• Given passage:
+---+

I've been on teams where we've done this (very successfully in my opinion!) by creating helper code that automates creating a separate Postgres schema for each test, running all migrations, then running your test function before tearing it all down again. This all runs on CI/CD and developer machines, no credentials to any actual environments.

A major benefit of doing separate schemas for each test is that you can run them in parallel. In my experience, unless you have a metric ton of migrations to run for each test, the fact that your database tests can now run in parallel makes up (by a lot!) for the time you have to spend running the migrations for each test.

EDIT: usually we also make utilities to generate entities with random values, so that it's easy to make a test that e.g. tests that when you search for 5 entities among a set of 50, you only get the 5 that you know happen to match the search criteria.

Running all migrations before every tests can take you a surprisingly long way.

Once that gets a bit too slow, running migrations once before every suite and then deleting all data before each test works really well. It's pretty easy to make the deleting dynamic by querying the names of all tables and constructing one statement to clear the data, which avoids referential integrity issues. Surprisingly, `TRUNCATE` is measurably slower than `DELETE FROM`.

Another nice touch is that turning off `fsync` in postgres makes it noticeably faster, while maintaining all transactional semantics.

+---+

• Data segment:
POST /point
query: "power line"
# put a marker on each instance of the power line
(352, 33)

+---+

• Stated exercise: In the passage on database testing, repeat the text starting at the words "Once that gets" and ending after the words "all transactional semantics.". You won't need the material for this.

• Exercise answer:
Once that gets a bit too slow, running migrations once before every suite and then deleting all data before each test works really well. It's pretty easy to make the deleting dynamic by querying the names of all tables and constructing one statement to clear the data, which avoids referential integrity issues. Surprisingly, `TRUNCATE` is measurably slower than `DELETE FROM`.

Another nice touch is that turning off `fsync` in postgres makes it noticeably faster, while maintaining all transactional semantics.